Top of Page extract
Inaugural fellowships awarded to postdocs working at the forefront of biology – EMBL | Stanford Life Science Alliance

EMBL | Stanford Life Science Alliance

Creating synergies between EMBL and Stanford’s research communities

Inaugural fellowships awarded to postdocs working at the forefront of biology

Inaugural Bridging Excellence Fellows

We believe that great leaps and advances in biology are achieved by working together. The past year has shown us how collaboration is the cornerstone of scientific progress with teams of international experts working together to map every cell in the human body, fight a global pandemic, and find cures for rare diseases. This concept lies at the heart of our Bridging Excellence Fellowship program – which seeks to enable collaborative research and provide a platform for younger scientists to launch their international careers. Our postdoctoral fellows are the catalysts for joint research endeavors between two leading institutions, combining the best methods, resources and know-how for their cutting-edge research projects. 

We are excited to announce the first Bridging Excellence Fellows kicking-off their transatlantic projects this year:

Modern statistics for modern biology book

Jana Helsen, with Gautam Dey (EMBL) and Gavin Sherlock (Stanford)
Bottom of Page extract
Top of Data shown
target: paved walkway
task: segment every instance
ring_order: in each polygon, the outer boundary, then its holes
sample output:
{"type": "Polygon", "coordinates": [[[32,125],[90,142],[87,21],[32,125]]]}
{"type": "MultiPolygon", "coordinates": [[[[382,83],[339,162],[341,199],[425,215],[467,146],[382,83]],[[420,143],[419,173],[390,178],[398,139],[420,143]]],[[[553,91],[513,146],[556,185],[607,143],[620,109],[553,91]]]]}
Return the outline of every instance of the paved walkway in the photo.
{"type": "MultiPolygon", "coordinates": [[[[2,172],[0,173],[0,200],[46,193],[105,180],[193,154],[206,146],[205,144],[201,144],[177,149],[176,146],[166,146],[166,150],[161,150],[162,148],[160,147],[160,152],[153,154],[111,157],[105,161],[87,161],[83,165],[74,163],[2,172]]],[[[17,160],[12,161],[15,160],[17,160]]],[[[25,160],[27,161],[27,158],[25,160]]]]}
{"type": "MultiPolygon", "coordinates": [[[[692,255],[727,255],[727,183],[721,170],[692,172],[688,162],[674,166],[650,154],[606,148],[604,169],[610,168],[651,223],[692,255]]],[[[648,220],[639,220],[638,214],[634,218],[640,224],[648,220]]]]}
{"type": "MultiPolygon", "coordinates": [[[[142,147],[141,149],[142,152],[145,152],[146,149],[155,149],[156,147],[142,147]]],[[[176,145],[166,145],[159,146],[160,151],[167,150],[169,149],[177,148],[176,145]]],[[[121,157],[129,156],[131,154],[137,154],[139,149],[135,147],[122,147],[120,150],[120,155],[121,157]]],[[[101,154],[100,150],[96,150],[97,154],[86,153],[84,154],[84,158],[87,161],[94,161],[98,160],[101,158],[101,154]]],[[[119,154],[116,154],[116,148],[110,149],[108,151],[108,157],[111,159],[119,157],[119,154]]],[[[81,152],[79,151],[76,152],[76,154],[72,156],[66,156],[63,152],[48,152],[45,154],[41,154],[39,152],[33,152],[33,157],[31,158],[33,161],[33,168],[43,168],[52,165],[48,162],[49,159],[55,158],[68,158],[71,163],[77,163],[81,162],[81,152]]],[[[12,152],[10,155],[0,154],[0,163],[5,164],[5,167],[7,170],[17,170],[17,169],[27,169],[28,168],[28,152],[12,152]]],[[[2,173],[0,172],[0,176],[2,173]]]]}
Bottom of Data shown
▶ _Activity 1_: Please list every person named in the fellowship announcement above the data.
▶ _Activity 2_: Carry on writing the fellowship announcement from its last line, which names Jana Helsen and her two partners.

▶ _Answer 1_: Jana Helsen, Gautam Dey, Gavin Sherlock

▶ _Answer 2_:
“Cell cycle adaptation to aneuploidy: how do cells adapt to carrying an extra chromosome”

While all eukaryotes undergo cell division, different mechanisms have arisen across species to organize and remodel the nucleus for replication. Jana’s project builds on her knowledge of evolution to study this complex phenomenon and identify the fundamental rules that direct nuclear organization and cell division. By introducing a synthetic chromosome into yeast, she will assess how yeast cells respond to the challenge of packaging extra genetic material. Using experimental evolution and cell biological profiling, Jana’s work will shed light on the different solutions that cells evolve to compensate for aneuploidy, and how this affects organization of the nucleus and cell division machinery.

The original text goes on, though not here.